### [Point annotation dataset rows]

>> begin

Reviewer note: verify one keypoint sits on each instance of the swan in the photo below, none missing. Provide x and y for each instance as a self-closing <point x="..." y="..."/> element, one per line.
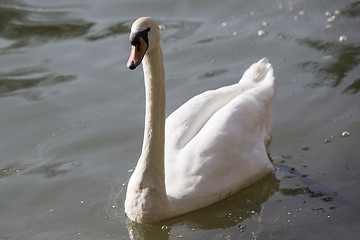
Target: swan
<point x="208" y="149"/>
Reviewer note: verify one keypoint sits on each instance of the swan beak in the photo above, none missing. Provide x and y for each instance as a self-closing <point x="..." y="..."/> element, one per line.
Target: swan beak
<point x="137" y="54"/>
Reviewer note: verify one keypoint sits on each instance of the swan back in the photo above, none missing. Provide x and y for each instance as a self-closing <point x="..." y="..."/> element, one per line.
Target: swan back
<point x="215" y="144"/>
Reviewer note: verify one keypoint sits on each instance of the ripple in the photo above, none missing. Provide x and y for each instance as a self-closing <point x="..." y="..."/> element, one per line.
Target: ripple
<point x="29" y="77"/>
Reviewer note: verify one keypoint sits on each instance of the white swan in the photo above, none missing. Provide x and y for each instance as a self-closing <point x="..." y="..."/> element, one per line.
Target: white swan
<point x="211" y="147"/>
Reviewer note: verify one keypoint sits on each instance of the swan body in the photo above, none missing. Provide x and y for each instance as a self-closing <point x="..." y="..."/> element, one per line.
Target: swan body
<point x="209" y="148"/>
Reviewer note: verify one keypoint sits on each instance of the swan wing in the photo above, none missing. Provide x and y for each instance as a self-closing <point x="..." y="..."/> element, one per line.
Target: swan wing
<point x="225" y="149"/>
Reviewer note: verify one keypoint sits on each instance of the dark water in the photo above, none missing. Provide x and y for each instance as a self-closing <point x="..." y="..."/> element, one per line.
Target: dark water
<point x="71" y="115"/>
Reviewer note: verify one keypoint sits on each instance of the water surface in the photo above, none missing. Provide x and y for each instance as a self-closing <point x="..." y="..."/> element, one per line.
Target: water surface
<point x="72" y="115"/>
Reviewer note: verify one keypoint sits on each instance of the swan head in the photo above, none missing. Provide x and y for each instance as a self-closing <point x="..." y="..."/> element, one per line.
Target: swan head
<point x="145" y="36"/>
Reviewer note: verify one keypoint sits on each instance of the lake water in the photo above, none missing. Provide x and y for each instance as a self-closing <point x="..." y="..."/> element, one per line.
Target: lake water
<point x="72" y="114"/>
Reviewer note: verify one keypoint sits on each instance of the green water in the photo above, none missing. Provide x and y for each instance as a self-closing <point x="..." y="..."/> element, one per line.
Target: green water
<point x="71" y="114"/>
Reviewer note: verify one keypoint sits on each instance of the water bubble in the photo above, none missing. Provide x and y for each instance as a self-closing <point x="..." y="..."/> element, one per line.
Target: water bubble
<point x="331" y="19"/>
<point x="343" y="38"/>
<point x="305" y="148"/>
<point x="261" y="33"/>
<point x="242" y="228"/>
<point x="224" y="24"/>
<point x="328" y="26"/>
<point x="345" y="134"/>
<point x="265" y="23"/>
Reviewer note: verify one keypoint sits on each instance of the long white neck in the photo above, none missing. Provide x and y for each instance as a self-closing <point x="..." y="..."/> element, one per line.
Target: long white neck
<point x="146" y="199"/>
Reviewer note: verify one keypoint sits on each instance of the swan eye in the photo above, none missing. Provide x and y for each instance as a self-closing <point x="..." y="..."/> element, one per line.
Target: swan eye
<point x="135" y="38"/>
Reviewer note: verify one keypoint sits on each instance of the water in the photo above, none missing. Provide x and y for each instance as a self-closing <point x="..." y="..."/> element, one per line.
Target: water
<point x="72" y="115"/>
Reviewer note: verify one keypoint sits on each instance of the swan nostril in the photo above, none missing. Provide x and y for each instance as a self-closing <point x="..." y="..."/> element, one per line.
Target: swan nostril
<point x="132" y="65"/>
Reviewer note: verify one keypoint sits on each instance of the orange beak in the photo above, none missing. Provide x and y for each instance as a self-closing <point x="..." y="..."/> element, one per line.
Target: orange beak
<point x="137" y="54"/>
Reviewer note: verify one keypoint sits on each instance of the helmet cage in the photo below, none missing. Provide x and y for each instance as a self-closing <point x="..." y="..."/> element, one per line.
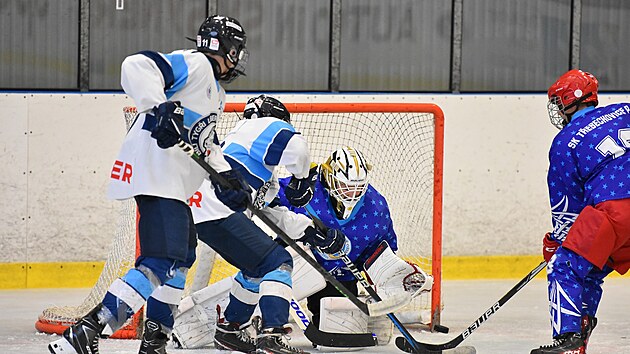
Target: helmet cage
<point x="224" y="37"/>
<point x="558" y="112"/>
<point x="345" y="175"/>
<point x="266" y="106"/>
<point x="571" y="89"/>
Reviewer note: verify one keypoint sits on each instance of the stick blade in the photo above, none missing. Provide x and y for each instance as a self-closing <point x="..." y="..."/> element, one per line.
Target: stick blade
<point x="348" y="340"/>
<point x="404" y="345"/>
<point x="389" y="305"/>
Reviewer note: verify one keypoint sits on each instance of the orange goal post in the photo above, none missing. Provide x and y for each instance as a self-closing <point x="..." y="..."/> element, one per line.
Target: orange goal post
<point x="403" y="141"/>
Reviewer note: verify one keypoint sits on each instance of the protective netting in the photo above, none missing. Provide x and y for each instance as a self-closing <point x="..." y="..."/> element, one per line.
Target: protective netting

>> end

### [Short task]
Reproduce the rows from the line containing "the orange goal" through the last line of the rows, requests included. Shift every x and y coordinate in the answers by adding 112.

### [Task solution]
Reviewer note: verify one keypoint sits on each instance of the orange goal post in the photo above, none missing. Provide x and y for each instance as a self-closing <point x="..." y="..."/> element, one per line.
Target: orange goal post
<point x="515" y="253"/>
Reviewer note: verify one keypoint sits on each instance of the protective netting in the photo above, none missing. Provide x and y for each instance as a self-closing <point x="..." y="..."/> element, one per line.
Target: protective netting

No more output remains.